## EXERCISE AIM
The entries below should appear again in your reply, word for word.
******
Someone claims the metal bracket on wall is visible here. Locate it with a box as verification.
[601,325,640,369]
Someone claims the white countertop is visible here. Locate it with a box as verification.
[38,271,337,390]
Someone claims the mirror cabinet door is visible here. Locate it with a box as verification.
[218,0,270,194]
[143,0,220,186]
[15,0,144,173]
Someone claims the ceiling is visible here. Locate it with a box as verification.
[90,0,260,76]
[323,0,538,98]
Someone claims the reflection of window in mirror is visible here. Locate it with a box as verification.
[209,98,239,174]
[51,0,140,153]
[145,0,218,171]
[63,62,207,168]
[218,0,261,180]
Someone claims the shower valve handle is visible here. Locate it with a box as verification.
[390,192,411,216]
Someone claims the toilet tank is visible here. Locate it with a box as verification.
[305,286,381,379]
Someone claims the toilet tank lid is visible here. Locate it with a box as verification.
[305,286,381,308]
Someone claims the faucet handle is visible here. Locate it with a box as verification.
******
## RESPONSE
Someone claims the metal bracket on wall is visible here. Locate it with a box as verification.
[601,325,640,369]
Someone claims the white countertop is visible here. Locate it with a box as verification.
[38,271,337,390]
Someone claims the mirror cabinet door is visible here. Locate it with a box as verification.
[218,0,270,194]
[143,0,220,186]
[15,0,144,173]
Someone claims the ceiling is visible here. Locate it with a box as verification.
[90,0,260,76]
[323,0,538,98]
Someone claims the reflection of window in mirror is visible here. Locate it with a box as verification.
[209,98,239,174]
[51,0,140,153]
[145,0,218,171]
[63,62,207,168]
[218,0,261,180]
Someone claims the shower valve handle is visible here. Locate it with a box as verification.
[390,192,411,216]
Someone claims the toilet tank is visible here. Locate it with a box as verification.
[305,286,381,379]
Someone claims the toilet tank lid is visible here. Locate it with a box as verification.
[305,286,381,308]
Someone claims the faucet handle is visible here. Locate it with a box as verification.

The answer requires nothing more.